**** Data shown
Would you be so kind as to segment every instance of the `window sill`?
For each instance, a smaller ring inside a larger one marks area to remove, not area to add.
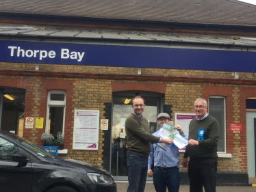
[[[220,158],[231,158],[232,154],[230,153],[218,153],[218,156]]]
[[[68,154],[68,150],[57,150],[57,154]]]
********
**** Data shown
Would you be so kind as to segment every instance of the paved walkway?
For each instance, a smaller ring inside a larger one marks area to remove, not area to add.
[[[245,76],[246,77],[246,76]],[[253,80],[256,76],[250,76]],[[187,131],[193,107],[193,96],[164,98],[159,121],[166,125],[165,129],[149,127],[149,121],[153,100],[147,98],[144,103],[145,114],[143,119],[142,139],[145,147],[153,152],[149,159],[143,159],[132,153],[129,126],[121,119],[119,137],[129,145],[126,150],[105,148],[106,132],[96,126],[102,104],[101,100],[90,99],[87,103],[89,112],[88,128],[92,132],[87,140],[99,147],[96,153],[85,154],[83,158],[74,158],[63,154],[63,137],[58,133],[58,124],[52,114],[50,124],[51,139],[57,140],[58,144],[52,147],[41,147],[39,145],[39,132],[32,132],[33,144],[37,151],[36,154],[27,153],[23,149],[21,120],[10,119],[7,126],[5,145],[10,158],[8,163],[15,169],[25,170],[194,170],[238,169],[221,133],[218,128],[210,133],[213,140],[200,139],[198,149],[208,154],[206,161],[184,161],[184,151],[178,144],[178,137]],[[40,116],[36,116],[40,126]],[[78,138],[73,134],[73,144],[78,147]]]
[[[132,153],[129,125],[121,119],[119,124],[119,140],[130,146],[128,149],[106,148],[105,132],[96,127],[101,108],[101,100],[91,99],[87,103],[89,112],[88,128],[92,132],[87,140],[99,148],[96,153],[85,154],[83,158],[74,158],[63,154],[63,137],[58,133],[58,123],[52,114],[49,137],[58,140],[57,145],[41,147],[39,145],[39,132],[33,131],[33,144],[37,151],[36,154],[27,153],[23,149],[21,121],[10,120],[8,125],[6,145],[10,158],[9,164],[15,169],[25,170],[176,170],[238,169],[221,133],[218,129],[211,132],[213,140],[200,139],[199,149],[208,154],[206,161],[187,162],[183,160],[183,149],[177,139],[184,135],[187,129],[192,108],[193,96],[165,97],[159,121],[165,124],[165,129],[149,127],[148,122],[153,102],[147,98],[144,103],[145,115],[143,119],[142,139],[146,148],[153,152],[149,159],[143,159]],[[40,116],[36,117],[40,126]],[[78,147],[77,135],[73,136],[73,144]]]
********
▸ **Job**: How many lines of the data above contain the string "every"? Case counts; reply with the number only.

▸ **Written answer**: 2